# [Work to complete]
Repeat, line for line, the entries printed below.
>>>
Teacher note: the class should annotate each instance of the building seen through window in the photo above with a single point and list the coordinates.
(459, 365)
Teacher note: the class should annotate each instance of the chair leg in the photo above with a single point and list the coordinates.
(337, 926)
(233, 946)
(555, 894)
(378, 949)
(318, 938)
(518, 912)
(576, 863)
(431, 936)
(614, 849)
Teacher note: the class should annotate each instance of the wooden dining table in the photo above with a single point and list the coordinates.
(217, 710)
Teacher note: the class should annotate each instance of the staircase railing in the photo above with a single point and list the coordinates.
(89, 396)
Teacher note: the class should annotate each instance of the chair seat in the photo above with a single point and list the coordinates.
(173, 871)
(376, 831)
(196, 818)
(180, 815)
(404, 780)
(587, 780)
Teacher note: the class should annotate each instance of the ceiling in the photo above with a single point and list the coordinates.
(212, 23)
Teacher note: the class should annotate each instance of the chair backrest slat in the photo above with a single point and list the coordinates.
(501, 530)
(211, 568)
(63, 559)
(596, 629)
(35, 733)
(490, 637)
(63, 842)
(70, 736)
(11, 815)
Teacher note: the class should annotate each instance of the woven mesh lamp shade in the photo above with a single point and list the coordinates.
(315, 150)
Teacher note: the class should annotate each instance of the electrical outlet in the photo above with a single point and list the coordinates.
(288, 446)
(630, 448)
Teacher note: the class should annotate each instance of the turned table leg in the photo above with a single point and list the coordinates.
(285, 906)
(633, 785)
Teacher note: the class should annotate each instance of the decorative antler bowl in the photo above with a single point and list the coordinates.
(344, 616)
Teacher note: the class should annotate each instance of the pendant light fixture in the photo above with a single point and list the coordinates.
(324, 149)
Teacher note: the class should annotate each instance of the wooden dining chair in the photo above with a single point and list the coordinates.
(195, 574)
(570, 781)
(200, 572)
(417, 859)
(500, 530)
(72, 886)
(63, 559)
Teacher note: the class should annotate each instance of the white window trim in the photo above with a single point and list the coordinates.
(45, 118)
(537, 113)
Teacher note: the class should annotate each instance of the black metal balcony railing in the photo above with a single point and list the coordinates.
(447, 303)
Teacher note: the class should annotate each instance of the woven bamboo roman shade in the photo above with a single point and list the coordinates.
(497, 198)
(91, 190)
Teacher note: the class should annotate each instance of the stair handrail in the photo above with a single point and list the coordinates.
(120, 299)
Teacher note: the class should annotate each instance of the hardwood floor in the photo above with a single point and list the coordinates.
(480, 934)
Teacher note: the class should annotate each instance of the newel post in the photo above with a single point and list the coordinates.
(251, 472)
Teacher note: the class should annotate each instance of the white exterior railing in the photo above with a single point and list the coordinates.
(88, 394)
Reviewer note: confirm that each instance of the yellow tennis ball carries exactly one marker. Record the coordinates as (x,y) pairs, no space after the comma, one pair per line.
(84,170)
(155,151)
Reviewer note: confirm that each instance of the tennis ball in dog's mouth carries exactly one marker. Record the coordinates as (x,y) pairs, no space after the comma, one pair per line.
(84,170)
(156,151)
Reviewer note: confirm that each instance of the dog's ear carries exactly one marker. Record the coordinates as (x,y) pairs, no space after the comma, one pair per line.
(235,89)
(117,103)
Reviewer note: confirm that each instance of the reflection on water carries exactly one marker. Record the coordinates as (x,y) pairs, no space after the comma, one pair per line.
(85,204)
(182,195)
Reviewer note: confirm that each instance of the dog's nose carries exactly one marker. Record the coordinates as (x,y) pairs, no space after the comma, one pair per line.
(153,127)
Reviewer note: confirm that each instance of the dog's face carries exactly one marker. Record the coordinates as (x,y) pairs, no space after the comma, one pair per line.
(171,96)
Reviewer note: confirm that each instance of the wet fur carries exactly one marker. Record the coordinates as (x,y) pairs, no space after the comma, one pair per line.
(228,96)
<<<
# [Final answer]
Teacher note: the class should annotate each instance of the building seen through window in the photo above with a single point and list the coordinates.
(459, 365)
Teacher note: the class should annotate each instance of the chair leg in the photo above with a single point and list the coordinates.
(337, 926)
(233, 946)
(555, 894)
(378, 949)
(318, 938)
(518, 912)
(576, 863)
(431, 936)
(614, 849)
Teacher note: the class should annotate each instance of the wooden dining table in the photo above with a single point and list the coordinates.
(217, 710)
Teacher note: the class should annotate each instance of the staircase railing in the photo above with a single point and list the coordinates.
(89, 396)
Teacher note: the class should annotate each instance of the chair seat in the photo above with a single point and list the coordinates.
(173, 871)
(376, 831)
(196, 818)
(180, 815)
(404, 780)
(587, 780)
Teacher note: the class should annotate each instance of the ceiling in the photo above with a single point and list the coordinates.
(212, 23)
Teacher note: the class should annotate each instance of the chair backrest slat in the photo above with a single point and list the coordinates.
(501, 530)
(211, 568)
(63, 559)
(596, 629)
(35, 733)
(490, 637)
(63, 842)
(70, 736)
(11, 815)
Teacher note: the class should annotate each instance of the woven mesh lamp shade in the photo above with a single point and list the coordinates.
(315, 150)
Teacher note: the class should annotate each instance of the electrical outlet in the photo above with a single point and list the coordinates.
(288, 446)
(630, 448)
Teacher note: the class should annotate each instance of the turned table leg in the photo above with a single point and list the coordinates.
(285, 906)
(633, 785)
Teacher note: the class should annotate each instance of the decorative antler bowl in the photo above with a single point and list the coordinates.
(344, 616)
Teacher note: the class should annotate each instance of the pendant light fixture in the photo above with a single point and list the coordinates.
(324, 149)
Teacher note: the class should annotate each instance of the wooden dining chair in the photo above with a single point and list the coordinates.
(195, 574)
(570, 781)
(200, 572)
(417, 859)
(500, 530)
(72, 886)
(63, 559)
Teacher note: the class should annotate each instance of the white window trim in the photo above with a single point and list the coordinates.
(45, 118)
(537, 113)
Teacher note: the class should annotate each instance of the black metal balcony railing in the photo above with a single point and list the coordinates.
(447, 303)
Teacher note: the class should annotate each instance of the woven bamboo roman shade in the photo above with a single point and list the coordinates.
(497, 198)
(91, 190)
Teacher note: the class should annotate each instance of the stair handrail in the photo above with a single point and list the coordinates.
(120, 299)
Teacher note: the class should annotate each instance of the hardwood floor in the photo above with a single point and list the coordinates.
(480, 934)
Teacher note: the class should annotate each instance of the newel post in the photo above with a single point and list the coordinates.
(251, 472)
Teacher note: the class should annotate each instance of the white exterior railing in the photo above with a single point and list the coordinates.
(88, 394)
Reviewer note: confirm that each instance of the yellow tennis ball carries exactly one marker. Record the coordinates as (x,y) pairs, no space after the comma, one pair per line.
(84,170)
(155,151)
Reviewer note: confirm that each instance of the tennis ball in dog's mouth carries exactly one marker. Record the coordinates as (x,y) pairs, no space after the comma, one pair per line.
(84,170)
(156,151)
Reviewer note: confirm that each instance of the dog's ear carries exactly one marker. Record the coordinates as (x,y) pairs, no space after the comma, one pair per line.
(235,89)
(117,103)
Reviewer note: confirm that each instance of the reflection on water carries exactly one marker. Record the coordinates as (x,y) pairs, no space after the comma, one pair per line.
(85,204)
(182,195)
Reviewer note: confirm that each instance of the dog's nose carries exactly one marker. Record the coordinates as (x,y) pairs, no space after the comma, one pair per line.
(153,127)
Reviewer note: confirm that each instance of the dog's face carries exactly one marker. Record the coordinates as (x,y) pairs, no space after the comma, one pair per line.
(171,96)
Reviewer note: confirm that each instance of the wet fur carries exactly one marker. Record the coordinates as (x,y) pairs, no space after the comma, one pair per line.
(228,96)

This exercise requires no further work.